*** Begin section ***

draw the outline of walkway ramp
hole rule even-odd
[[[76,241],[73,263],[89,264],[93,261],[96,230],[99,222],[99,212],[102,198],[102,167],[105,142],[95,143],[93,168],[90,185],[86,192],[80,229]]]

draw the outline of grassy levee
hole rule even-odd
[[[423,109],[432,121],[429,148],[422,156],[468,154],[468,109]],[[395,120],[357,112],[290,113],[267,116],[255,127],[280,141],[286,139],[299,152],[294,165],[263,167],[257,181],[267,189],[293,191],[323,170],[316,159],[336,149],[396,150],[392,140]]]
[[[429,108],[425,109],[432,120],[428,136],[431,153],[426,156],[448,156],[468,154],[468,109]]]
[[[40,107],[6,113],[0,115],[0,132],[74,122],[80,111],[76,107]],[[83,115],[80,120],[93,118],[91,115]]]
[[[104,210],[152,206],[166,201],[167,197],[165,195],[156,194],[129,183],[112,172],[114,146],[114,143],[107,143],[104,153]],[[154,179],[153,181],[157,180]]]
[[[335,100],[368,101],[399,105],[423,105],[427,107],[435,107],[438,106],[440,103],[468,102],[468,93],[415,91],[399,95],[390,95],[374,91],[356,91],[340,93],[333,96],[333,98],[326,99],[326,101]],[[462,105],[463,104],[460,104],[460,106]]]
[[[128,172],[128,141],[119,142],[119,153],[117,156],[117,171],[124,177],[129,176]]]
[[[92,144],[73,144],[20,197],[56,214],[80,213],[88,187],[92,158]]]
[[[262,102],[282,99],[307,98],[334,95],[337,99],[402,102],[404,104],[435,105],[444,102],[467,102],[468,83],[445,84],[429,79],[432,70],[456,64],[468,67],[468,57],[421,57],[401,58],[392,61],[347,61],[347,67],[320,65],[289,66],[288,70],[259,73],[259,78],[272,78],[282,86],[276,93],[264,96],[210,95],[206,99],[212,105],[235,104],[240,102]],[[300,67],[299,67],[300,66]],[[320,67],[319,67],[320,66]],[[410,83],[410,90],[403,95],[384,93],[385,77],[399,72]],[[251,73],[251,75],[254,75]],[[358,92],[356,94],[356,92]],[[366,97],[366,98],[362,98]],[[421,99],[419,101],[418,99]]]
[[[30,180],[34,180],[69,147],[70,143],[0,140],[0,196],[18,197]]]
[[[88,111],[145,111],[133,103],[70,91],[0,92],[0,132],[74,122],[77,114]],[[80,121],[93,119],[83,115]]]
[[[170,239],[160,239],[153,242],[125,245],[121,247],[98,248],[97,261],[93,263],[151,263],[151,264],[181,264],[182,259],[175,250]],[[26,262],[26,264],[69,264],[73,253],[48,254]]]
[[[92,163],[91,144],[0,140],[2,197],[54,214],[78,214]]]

*** End section ***

§ **AIM OF THE TASK**:
Pick out and copy the lines of the entries that hold the string "draw".

§ **WRITTEN ANSWER**:
draw the outline of walkway ramp
draw the outline of grassy levee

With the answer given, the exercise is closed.